Data.
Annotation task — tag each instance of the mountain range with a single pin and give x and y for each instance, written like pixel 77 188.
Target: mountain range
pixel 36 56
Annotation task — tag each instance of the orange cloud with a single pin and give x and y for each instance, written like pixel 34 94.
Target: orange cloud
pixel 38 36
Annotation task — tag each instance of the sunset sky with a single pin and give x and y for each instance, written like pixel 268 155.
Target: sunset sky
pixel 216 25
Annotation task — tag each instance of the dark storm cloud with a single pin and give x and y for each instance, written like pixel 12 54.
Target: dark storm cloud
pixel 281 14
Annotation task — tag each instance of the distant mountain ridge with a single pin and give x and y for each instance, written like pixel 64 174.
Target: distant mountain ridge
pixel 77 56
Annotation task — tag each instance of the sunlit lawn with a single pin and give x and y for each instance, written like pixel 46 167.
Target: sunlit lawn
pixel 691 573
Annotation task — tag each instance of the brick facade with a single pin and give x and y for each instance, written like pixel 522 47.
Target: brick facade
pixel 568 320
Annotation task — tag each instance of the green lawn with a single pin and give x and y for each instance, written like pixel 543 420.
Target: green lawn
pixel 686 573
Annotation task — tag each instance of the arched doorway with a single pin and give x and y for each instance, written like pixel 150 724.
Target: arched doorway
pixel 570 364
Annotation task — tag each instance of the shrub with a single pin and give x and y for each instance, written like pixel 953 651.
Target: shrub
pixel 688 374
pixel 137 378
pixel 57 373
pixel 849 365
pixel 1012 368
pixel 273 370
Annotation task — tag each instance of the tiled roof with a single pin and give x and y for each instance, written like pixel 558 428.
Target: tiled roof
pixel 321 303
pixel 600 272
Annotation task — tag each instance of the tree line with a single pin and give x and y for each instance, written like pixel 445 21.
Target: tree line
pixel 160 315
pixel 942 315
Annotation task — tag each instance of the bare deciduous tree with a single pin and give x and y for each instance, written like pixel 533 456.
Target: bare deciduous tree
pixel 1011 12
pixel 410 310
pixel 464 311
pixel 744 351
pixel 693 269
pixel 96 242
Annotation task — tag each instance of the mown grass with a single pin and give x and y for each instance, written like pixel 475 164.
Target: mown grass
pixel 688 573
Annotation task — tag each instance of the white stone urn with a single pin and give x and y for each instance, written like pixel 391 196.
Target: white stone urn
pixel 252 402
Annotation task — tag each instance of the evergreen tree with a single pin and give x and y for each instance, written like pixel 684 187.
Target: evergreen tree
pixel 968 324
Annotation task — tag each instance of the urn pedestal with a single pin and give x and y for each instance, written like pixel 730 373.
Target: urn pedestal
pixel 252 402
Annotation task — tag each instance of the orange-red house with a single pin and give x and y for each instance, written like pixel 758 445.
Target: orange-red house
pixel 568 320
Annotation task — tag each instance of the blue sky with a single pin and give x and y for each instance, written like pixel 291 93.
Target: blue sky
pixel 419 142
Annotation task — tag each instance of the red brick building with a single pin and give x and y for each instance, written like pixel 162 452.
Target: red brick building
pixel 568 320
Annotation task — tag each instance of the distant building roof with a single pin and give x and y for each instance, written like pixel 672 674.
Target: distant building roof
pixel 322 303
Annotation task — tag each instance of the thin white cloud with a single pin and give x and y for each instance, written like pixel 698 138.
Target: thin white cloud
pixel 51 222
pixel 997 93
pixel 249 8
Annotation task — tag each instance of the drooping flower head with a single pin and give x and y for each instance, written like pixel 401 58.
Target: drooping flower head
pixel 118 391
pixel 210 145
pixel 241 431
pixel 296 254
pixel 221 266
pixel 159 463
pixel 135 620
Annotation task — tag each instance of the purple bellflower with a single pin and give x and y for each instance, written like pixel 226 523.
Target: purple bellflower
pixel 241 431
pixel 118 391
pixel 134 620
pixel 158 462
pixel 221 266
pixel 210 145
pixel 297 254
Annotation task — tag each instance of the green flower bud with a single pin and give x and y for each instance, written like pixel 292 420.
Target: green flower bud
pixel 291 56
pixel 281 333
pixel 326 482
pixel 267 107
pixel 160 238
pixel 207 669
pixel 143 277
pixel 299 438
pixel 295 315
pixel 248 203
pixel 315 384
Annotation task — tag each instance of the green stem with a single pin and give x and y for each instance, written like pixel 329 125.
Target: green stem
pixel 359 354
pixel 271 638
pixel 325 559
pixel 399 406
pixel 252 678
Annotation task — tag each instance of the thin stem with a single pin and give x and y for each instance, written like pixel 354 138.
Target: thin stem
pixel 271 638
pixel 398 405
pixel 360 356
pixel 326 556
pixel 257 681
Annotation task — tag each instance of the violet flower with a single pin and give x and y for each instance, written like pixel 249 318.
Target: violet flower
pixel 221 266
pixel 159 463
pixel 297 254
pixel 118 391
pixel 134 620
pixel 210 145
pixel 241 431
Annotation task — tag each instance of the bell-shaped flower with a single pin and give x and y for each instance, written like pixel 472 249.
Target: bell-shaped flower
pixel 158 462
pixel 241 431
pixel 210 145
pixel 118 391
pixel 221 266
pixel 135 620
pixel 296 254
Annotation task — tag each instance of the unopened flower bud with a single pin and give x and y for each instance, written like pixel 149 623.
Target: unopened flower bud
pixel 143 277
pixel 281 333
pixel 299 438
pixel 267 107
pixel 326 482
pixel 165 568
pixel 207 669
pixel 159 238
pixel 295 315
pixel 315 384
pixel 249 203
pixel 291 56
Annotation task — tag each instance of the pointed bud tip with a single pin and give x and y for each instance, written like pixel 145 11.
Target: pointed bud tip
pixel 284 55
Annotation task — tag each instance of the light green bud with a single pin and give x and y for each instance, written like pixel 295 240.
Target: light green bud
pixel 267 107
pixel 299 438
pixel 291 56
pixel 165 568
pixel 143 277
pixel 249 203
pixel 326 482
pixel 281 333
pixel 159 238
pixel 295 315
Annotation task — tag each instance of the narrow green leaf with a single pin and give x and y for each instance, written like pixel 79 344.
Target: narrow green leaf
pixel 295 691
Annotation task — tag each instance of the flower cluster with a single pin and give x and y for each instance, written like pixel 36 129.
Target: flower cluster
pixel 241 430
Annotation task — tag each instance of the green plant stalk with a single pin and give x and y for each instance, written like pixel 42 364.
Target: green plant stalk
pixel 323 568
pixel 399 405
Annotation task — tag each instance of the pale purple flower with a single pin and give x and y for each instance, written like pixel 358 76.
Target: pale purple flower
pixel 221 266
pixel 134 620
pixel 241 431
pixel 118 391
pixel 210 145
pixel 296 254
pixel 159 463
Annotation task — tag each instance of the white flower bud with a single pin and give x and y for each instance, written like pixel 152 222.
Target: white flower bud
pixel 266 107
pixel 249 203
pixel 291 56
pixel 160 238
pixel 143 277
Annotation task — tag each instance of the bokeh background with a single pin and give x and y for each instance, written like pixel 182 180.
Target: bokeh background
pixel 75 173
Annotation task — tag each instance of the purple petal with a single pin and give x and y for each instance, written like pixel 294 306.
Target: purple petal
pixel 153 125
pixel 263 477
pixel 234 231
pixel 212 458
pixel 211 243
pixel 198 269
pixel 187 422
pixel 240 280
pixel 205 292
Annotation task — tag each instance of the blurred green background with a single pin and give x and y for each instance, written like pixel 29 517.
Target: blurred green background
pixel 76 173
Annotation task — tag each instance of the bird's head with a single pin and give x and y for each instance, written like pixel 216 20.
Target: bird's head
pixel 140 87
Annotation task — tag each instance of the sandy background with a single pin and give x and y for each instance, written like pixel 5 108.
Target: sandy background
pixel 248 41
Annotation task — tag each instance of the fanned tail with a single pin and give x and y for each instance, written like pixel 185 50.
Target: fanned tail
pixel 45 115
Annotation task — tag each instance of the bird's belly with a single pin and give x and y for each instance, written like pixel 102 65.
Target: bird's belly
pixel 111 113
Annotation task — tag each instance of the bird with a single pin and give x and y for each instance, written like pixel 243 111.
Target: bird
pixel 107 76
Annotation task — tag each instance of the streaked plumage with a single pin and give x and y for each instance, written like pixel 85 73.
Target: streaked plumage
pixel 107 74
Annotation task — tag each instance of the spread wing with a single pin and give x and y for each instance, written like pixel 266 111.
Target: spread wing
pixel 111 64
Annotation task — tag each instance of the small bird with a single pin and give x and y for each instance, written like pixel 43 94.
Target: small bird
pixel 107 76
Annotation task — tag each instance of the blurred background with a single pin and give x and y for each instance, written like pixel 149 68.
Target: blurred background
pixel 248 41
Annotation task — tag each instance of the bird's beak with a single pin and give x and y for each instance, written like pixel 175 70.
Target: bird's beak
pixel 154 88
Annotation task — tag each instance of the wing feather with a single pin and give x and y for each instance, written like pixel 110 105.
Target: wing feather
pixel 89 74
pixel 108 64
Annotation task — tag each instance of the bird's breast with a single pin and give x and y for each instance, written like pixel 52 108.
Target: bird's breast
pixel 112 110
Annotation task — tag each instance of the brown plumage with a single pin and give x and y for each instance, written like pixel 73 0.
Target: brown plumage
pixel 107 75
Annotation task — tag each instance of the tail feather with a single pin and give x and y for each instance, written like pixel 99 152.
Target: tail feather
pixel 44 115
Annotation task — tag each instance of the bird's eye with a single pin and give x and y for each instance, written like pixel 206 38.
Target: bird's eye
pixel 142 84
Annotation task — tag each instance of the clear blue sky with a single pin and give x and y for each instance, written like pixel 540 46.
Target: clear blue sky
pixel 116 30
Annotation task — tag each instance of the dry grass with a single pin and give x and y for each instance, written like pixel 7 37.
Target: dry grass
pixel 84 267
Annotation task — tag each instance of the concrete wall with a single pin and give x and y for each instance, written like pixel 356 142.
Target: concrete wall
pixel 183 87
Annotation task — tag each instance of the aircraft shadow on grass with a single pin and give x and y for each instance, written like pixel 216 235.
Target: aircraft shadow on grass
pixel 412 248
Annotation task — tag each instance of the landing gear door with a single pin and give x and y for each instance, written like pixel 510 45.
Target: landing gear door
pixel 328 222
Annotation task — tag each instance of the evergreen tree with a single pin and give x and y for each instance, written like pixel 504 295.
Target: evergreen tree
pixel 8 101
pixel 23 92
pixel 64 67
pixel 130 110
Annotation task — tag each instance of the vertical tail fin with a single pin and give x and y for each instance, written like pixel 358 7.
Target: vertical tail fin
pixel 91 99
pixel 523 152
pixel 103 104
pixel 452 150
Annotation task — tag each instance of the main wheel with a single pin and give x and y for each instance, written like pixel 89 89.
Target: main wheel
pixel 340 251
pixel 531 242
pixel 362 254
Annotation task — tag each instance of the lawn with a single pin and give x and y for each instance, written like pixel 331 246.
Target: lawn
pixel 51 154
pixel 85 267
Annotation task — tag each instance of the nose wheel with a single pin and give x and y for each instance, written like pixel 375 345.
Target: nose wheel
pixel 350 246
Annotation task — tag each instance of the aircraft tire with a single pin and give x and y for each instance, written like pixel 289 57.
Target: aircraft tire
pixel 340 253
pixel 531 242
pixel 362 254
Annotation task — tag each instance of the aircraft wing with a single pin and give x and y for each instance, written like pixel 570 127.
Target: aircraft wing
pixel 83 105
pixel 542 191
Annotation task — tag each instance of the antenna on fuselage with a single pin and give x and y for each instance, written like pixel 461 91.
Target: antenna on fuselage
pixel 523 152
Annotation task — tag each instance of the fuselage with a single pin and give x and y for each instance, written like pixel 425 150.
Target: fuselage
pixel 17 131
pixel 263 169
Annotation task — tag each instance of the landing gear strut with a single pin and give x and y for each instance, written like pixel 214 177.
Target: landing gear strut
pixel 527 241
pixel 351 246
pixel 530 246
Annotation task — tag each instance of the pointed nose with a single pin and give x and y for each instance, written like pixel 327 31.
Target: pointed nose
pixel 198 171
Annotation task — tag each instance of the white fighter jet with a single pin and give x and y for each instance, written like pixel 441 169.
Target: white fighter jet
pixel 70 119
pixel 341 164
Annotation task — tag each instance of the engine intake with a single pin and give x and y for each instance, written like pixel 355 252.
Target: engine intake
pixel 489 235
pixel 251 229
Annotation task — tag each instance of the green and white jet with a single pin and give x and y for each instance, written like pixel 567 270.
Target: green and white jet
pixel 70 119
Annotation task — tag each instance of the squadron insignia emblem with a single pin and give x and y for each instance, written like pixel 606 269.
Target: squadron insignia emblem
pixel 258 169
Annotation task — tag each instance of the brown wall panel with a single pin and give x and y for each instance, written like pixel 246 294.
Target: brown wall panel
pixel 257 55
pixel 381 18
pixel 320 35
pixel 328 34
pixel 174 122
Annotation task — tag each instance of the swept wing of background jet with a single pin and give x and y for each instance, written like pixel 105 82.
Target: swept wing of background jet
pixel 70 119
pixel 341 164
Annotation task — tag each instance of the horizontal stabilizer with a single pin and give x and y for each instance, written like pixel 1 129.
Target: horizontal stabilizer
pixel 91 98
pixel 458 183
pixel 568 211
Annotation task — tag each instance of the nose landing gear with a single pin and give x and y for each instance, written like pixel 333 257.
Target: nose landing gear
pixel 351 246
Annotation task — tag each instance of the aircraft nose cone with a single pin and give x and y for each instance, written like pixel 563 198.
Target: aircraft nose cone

Required work. How many lines of the listing include the string "cone"? Respond with the number only.

Finished task. 2